• _Exercise brief_: Copy out each line containing "phrase" from the entries below.

• _Segmentation mask data_:

━━━━━━━━━━━━━━━━━━━━━━━━━━━━━━

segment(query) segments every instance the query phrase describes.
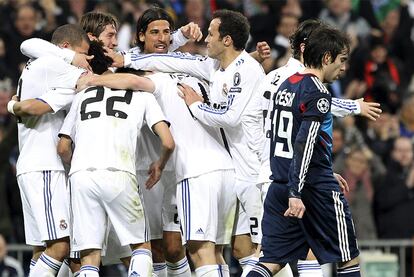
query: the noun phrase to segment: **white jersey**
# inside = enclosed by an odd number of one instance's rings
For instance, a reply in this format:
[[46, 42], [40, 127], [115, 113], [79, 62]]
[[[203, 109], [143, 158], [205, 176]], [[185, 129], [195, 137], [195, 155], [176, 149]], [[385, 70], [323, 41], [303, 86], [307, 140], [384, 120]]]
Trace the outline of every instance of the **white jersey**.
[[136, 144], [144, 122], [165, 120], [154, 96], [146, 92], [90, 87], [80, 92], [61, 134], [75, 143], [69, 175], [80, 170], [121, 170], [135, 176]]
[[[262, 156], [262, 168], [260, 170], [259, 183], [269, 182], [271, 175], [270, 170], [270, 129], [272, 119], [269, 111], [273, 110], [273, 102], [271, 101], [277, 93], [279, 86], [290, 76], [296, 72], [302, 72], [305, 66], [291, 57], [286, 65], [269, 72], [263, 79], [260, 86], [260, 94], [262, 97], [262, 109], [264, 113], [264, 132], [265, 143]], [[361, 112], [359, 103], [355, 100], [332, 98], [331, 113], [336, 117], [345, 117], [351, 114], [359, 114]]]
[[154, 96], [171, 123], [176, 144], [171, 158], [176, 183], [215, 170], [234, 168], [230, 155], [221, 144], [218, 130], [202, 125], [178, 95], [178, 82], [190, 84], [204, 96], [207, 96], [207, 85], [185, 74], [156, 73], [147, 77], [154, 82]]
[[46, 102], [54, 113], [24, 117], [18, 123], [20, 155], [17, 175], [31, 171], [64, 170], [57, 154], [58, 132], [65, 118], [63, 108], [70, 105], [75, 86], [84, 73], [58, 57], [29, 61], [19, 79], [20, 100], [37, 98]]
[[[183, 53], [124, 56], [130, 67], [184, 72], [210, 82], [211, 107], [195, 103], [190, 109], [206, 125], [223, 127], [234, 160], [236, 178], [256, 181], [262, 146], [262, 114], [255, 89], [264, 77], [262, 67], [243, 51], [225, 70], [217, 60]], [[255, 146], [252, 146], [255, 145]], [[259, 142], [261, 145], [261, 142]]]
[[212, 106], [196, 102], [194, 116], [209, 126], [222, 127], [233, 157], [236, 178], [256, 181], [260, 169], [262, 113], [256, 95], [264, 72], [260, 64], [243, 51], [225, 70], [211, 77]]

━━━━━━━━━━━━━━━━━━━━━━━━━━━━━━

• _Exercise solution_:
segment(query) segments every instance the query phrase describes.
query: the noun phrase to segment: **white jersey**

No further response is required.